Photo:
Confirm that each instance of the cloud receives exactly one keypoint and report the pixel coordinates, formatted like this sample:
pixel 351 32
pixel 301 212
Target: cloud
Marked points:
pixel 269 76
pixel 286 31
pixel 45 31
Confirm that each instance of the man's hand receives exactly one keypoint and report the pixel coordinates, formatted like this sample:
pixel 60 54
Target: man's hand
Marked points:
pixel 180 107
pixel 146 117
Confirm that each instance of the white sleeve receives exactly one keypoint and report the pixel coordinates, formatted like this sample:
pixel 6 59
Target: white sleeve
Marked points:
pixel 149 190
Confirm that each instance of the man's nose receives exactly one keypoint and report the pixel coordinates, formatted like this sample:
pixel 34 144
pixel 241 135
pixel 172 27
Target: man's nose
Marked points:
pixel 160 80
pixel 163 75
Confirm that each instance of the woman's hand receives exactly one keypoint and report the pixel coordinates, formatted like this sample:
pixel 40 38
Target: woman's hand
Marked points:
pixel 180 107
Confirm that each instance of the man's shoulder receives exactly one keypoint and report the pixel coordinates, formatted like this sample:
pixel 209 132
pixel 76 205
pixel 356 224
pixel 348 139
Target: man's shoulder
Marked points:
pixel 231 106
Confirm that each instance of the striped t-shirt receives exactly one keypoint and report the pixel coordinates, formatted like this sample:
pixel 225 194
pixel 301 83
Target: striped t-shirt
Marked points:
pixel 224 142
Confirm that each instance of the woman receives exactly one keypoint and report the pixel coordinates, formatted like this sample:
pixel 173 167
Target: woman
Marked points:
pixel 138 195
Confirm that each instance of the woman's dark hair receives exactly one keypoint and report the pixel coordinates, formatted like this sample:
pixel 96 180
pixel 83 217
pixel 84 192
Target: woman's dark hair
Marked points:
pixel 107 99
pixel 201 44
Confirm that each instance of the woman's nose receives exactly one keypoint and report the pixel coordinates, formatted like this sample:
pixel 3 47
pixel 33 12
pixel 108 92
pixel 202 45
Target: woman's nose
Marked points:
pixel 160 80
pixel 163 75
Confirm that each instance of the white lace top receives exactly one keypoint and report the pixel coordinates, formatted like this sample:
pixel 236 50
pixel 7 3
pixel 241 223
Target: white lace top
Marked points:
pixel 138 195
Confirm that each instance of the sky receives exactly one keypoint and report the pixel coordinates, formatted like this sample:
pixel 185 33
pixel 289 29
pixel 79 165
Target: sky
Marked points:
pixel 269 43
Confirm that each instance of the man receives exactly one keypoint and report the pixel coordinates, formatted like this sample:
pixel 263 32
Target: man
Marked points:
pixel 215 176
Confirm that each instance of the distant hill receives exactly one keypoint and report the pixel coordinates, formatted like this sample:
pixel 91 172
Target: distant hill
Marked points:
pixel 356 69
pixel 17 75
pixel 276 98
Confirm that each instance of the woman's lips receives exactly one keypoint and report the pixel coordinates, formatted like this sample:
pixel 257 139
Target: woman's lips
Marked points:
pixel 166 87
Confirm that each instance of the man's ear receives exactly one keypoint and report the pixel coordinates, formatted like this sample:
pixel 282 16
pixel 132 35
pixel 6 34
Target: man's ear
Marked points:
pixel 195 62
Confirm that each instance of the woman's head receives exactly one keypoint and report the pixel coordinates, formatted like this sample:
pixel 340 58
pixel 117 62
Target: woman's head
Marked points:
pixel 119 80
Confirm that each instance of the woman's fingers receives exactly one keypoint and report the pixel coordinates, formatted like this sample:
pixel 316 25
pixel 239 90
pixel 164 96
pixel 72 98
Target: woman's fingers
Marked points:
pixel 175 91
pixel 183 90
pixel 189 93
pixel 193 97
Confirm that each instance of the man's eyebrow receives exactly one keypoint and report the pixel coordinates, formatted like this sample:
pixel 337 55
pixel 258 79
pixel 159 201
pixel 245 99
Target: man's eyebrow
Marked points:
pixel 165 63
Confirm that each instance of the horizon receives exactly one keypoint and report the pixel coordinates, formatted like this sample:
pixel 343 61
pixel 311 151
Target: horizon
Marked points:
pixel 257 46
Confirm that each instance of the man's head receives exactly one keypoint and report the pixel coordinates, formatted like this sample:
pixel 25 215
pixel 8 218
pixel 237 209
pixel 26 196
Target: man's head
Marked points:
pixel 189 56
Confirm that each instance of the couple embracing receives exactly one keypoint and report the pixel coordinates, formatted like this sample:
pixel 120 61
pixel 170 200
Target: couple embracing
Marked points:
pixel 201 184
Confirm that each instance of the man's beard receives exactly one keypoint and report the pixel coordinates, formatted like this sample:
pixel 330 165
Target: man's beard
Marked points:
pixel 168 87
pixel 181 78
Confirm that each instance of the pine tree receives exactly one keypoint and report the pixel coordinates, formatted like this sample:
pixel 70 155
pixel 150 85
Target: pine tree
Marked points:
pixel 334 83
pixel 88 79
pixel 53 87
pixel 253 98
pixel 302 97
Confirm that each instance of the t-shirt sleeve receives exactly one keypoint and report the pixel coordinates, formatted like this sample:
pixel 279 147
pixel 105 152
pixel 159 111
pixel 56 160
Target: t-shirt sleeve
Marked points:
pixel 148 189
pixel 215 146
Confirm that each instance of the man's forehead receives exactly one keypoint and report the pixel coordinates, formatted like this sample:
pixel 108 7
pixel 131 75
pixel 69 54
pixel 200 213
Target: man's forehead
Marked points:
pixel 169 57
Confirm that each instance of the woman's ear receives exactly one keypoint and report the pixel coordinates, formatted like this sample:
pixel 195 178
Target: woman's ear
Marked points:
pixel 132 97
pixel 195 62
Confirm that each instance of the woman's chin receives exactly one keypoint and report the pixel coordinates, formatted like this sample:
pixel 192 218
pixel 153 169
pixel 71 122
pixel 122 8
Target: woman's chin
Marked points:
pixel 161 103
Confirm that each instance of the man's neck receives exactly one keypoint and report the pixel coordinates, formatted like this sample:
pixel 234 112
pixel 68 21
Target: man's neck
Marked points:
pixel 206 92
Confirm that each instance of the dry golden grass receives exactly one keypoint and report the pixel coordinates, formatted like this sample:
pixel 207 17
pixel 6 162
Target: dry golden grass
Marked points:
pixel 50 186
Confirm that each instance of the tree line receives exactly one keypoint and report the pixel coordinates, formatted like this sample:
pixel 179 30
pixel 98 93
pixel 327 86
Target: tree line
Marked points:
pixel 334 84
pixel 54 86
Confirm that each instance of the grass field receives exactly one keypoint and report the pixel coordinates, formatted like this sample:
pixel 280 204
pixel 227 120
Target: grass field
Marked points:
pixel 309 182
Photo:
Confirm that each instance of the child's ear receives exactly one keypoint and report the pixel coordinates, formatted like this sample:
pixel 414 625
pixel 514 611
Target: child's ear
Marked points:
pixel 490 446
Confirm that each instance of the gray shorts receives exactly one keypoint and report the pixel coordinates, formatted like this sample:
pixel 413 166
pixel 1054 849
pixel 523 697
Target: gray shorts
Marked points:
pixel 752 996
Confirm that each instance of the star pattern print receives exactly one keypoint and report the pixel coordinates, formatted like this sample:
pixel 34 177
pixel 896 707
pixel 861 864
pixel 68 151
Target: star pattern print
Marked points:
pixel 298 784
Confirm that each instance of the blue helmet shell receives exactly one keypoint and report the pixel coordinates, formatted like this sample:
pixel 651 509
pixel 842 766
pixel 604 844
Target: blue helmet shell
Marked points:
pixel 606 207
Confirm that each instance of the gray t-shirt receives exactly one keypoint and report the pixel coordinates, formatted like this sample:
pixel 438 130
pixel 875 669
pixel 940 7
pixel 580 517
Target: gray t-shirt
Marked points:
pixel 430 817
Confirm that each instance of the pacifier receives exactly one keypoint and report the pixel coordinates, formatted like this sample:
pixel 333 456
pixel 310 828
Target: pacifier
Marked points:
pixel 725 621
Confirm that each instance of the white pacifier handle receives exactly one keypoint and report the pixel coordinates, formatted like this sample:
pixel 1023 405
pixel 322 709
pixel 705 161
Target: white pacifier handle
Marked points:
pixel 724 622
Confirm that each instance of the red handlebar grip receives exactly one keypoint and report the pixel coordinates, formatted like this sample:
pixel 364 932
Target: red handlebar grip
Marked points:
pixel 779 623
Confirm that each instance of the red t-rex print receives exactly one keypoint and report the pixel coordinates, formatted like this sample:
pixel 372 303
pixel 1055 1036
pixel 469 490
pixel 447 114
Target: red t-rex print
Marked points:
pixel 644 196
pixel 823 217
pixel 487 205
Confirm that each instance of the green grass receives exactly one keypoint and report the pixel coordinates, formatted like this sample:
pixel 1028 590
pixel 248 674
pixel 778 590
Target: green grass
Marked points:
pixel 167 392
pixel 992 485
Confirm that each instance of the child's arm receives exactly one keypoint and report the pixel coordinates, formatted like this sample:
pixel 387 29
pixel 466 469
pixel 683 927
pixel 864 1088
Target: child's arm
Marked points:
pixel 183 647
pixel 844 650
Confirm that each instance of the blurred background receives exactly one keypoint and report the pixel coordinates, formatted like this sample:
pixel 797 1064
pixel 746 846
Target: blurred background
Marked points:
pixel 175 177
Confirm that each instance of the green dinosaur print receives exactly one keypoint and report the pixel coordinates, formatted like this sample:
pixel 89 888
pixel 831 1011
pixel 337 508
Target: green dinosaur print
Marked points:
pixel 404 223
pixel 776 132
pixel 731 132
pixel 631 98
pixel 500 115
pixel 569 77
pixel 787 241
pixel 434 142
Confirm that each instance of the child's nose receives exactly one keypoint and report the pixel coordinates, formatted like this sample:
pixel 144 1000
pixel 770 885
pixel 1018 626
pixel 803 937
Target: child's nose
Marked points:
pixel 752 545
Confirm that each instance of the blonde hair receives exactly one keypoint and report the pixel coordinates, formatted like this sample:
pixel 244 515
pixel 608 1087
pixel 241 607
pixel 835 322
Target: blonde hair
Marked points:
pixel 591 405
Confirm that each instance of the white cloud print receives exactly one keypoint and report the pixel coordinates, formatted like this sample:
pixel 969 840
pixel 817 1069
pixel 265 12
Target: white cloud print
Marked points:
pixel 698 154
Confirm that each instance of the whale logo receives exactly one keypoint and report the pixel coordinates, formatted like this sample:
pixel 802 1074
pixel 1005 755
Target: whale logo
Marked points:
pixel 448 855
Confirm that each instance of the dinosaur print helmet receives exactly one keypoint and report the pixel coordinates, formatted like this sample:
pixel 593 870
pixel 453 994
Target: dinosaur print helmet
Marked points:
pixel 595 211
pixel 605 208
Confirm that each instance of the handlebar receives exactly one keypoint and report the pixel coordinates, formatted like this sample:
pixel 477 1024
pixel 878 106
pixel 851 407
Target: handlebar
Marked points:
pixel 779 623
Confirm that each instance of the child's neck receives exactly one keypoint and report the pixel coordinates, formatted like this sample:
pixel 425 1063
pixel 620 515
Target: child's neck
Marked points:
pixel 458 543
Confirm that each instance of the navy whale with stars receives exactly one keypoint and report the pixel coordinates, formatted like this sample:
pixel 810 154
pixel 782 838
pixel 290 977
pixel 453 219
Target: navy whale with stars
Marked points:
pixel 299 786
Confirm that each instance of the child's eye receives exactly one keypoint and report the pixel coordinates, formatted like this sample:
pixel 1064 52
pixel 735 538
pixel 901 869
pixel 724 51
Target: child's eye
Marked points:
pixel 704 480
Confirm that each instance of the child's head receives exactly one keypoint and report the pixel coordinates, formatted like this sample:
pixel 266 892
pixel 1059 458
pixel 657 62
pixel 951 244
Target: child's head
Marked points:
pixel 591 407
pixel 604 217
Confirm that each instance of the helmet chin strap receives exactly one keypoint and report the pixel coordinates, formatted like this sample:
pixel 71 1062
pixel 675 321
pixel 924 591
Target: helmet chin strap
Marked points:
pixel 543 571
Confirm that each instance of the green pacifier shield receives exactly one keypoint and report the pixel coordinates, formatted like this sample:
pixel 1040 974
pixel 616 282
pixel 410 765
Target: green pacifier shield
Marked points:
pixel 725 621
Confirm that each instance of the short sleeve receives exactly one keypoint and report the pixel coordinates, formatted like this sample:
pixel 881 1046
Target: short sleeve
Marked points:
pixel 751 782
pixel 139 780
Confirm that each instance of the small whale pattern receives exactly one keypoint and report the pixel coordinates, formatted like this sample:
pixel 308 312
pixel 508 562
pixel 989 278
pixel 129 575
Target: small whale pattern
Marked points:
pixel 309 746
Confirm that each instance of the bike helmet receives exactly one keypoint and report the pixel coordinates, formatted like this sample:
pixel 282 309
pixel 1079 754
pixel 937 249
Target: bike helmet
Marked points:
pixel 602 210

(Action item)
For the string "white", give the number of lines in the data that contain it, and only that number.

(Response)
8